**To do**.
**A)** In the XOR/ROL optimisations thread, what does webbnh suggest the argument be passed as to remove one of the two copies?
**B)** Please output the XOR/ROL optimisations thread from "I can't really" up to and including "1] == pad_byte)".

**Document section**.
**********

Process XOR/ROL optimisations #21

arekbulski · 2018-04-09T18:52:36Z

Identical code as in C# and Python runtimes, well almost identical.

I am unable to run tests so someone may need to fix type cases. Please assist.

webbnh

I can't really comment on the algorithmic correctness of the code, but I've got a few comments for you on the implementation itself.

webbnh · 2018-04-09T20:08:50Z

kaitai/kaitaistream.cpp


    while (new_len > 0 && src[new_len - 1] == pad_byte)
        new_len--;

+    if (new_len == max_len)
+        return src;


Does this optimization have a measurable impact?

As I understand it, the src parameter is a copy of the value specified by the caller, and the value returned by this function is similarly a copy of the value specified in the return statement, so in this case, there are already two copies being performed. (If we're lucky, the compiler is optimizing away at least one of them.) Given that, I can't tell just by reading the code whether skipping the call to substr() actually saves anything. (That is, if the compiler has to copy the return value, then the overhead of using substr() to generate the value copied is probably "in the noise", but adding the optimization makes the code more complicated and introduces an extra (arguably unnecessary) branch.

In any case, you should consider passing the argument as a reference to a const value, which would remove one of the two copies. (Alternatively, if we had access to C++-11 semantics, you would want to consider using std::move() to create the return value.)

I think I understand the problem. In about every other language, both static like C# and dynamically typed like Python Ruby, strings are passed around in O(1). Do I understand correctly that in C++ those strings are passed by full copy in O(N)? If so, then I dont know about the optimisations...

C++ offers all three options:

pass by const reference, where the callee receives a reference (what you're calling O(1)) to the caller's object (here a string), but the callee may not modify it;

pass by mutable reference, where the callee receives a reference to the caller's object, and is able to modify it;

pass by value, where the callee receives a "copy" of the caller's object -- "copy" is in quotes, because the value is produced using the (possibly default-generated) "copy constructor", which, really, could do anything, including creating a reference to the original object.

However, you have to specify the one that you want...and, the most straightforward syntax produces arguably the safest and simplest effect: pass by value.

Its funny that with all that convoluted answers that you gave me, it makes me think that you actually dont know... which kind of doesnt come as a suprise, I think whoever said "nobodody really understands quantum mechanics" DEFINATELY meant C++!!

I am working on a benchmark, I will test it. Standby.

I apologize for the confusion. Which passing mechanism is used is made clear by the function's signature in the declaration/definition.

**********

(Stored records)
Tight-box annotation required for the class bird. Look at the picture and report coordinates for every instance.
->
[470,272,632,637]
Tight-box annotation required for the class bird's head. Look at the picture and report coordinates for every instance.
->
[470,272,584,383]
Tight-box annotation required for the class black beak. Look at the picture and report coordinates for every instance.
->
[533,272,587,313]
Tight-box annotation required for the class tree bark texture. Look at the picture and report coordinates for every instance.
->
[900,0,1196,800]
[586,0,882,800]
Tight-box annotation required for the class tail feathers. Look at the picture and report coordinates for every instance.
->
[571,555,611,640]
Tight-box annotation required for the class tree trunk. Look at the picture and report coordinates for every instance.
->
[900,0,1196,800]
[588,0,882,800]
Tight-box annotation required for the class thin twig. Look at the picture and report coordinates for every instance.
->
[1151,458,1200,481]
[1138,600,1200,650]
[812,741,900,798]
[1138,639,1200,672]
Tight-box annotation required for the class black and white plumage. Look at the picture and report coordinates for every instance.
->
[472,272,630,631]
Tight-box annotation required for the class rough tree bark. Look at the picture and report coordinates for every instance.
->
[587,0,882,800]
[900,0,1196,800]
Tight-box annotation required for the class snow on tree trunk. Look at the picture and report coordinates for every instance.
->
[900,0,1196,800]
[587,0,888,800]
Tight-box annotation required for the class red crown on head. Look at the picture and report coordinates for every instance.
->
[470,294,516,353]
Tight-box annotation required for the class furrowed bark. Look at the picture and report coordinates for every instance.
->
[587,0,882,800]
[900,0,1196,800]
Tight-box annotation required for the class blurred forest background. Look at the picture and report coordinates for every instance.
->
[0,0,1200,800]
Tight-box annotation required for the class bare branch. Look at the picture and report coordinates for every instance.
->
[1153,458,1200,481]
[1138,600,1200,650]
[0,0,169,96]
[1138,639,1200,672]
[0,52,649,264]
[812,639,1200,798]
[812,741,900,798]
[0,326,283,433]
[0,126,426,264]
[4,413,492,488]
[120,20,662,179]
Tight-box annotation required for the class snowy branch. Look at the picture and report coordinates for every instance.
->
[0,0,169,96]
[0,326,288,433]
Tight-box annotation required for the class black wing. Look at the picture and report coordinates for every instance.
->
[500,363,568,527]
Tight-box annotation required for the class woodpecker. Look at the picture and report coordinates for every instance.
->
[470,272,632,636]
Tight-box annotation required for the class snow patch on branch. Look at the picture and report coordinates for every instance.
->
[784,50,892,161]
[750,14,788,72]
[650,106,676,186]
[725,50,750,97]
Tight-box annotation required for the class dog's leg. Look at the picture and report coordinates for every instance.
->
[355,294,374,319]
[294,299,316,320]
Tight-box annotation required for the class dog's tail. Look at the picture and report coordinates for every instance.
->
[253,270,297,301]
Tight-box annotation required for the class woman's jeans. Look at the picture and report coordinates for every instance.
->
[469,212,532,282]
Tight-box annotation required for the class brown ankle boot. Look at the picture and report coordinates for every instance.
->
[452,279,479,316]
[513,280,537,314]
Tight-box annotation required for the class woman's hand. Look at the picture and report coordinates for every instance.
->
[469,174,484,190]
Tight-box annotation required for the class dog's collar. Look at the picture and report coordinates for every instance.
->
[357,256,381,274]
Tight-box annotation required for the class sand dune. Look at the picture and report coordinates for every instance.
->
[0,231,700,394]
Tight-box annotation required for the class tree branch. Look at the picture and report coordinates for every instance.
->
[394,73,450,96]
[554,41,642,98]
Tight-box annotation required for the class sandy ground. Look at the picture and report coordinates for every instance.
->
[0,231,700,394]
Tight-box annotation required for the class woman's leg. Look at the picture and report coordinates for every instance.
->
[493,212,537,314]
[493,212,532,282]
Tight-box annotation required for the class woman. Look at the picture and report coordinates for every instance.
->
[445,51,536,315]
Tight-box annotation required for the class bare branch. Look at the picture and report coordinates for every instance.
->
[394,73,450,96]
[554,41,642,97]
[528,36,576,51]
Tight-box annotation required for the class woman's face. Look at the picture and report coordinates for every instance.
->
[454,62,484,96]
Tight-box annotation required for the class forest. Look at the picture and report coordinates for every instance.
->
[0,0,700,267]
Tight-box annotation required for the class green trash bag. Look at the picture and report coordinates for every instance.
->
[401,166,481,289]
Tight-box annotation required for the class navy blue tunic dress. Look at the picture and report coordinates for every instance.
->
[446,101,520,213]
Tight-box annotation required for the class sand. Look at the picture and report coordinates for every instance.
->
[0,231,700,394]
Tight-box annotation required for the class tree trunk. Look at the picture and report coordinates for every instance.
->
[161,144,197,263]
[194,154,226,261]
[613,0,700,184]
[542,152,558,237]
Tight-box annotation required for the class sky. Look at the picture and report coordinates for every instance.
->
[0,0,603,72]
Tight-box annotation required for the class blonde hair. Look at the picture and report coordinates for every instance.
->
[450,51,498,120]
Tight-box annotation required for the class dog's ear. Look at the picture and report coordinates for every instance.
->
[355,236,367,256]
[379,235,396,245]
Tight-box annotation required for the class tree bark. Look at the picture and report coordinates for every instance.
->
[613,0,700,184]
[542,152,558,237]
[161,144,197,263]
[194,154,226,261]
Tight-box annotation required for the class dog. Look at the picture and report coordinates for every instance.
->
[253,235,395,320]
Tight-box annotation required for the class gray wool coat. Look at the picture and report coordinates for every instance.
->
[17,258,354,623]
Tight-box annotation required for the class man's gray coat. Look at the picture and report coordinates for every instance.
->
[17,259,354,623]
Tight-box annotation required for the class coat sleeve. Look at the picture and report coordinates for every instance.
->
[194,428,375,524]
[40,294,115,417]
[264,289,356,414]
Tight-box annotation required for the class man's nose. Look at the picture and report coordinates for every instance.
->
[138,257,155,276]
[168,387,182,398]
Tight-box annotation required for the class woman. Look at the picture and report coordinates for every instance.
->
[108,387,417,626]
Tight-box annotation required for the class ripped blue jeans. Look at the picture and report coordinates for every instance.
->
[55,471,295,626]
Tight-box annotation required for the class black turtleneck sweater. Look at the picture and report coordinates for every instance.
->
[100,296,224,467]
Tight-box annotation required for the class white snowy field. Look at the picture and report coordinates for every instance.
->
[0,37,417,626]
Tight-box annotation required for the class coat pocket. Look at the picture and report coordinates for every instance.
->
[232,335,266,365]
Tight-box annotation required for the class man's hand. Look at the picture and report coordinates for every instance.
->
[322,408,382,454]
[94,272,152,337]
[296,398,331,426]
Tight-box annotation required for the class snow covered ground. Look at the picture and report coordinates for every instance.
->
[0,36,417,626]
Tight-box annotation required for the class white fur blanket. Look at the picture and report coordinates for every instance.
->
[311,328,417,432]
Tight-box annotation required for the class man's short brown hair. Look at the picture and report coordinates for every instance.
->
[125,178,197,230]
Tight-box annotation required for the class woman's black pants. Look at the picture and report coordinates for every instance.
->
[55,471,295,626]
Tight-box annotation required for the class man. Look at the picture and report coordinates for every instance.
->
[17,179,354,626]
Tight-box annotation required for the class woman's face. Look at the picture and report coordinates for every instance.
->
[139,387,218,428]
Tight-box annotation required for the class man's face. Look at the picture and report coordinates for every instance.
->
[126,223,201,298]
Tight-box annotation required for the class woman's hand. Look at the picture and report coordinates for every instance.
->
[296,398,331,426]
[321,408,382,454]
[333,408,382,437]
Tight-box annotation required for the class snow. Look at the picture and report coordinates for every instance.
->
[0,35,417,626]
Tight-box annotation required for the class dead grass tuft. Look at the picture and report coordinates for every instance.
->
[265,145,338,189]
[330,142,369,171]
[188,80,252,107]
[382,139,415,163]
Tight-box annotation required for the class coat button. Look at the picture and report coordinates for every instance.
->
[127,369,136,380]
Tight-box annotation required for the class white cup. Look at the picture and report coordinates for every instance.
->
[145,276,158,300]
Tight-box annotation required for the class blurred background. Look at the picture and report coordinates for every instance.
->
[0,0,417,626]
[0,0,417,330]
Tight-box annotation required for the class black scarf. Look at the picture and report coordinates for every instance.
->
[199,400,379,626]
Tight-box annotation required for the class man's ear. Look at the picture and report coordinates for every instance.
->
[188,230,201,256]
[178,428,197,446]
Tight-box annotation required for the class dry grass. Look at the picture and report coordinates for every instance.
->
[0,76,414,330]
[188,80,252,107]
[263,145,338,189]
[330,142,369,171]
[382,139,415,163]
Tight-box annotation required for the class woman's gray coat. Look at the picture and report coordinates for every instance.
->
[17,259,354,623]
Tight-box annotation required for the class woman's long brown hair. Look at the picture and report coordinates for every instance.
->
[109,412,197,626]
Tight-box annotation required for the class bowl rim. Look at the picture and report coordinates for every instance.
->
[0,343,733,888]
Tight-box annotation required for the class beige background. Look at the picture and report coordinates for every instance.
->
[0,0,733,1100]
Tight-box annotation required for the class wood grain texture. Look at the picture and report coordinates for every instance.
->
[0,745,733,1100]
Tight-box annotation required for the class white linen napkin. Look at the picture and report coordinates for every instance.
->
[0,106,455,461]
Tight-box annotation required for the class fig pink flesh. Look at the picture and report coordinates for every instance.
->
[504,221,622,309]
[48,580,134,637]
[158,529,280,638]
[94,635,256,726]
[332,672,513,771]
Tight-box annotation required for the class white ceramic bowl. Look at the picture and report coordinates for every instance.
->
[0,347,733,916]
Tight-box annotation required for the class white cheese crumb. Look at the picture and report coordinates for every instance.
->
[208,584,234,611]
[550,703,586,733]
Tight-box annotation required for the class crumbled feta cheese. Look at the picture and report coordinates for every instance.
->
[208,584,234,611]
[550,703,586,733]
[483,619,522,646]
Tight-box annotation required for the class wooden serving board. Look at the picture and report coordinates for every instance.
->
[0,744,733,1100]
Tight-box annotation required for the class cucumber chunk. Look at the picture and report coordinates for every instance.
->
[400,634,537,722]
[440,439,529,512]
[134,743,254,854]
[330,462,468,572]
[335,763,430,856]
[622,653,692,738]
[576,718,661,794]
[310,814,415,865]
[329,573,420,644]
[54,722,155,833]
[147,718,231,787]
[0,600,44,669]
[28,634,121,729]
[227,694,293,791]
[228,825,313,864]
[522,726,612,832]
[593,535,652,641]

**********

**Results**.
**A)** As a reference to a const value.

**B)**
I can't really comment on the algorithmic correctness of the code, but I've got a few comments for you on the implementation itself.

webbnh · 2018-04-09T20:08:50Z

kaitai/kaitaistream.cpp


    while (new_len > 0 && src[new_len - 1] == pad_byte)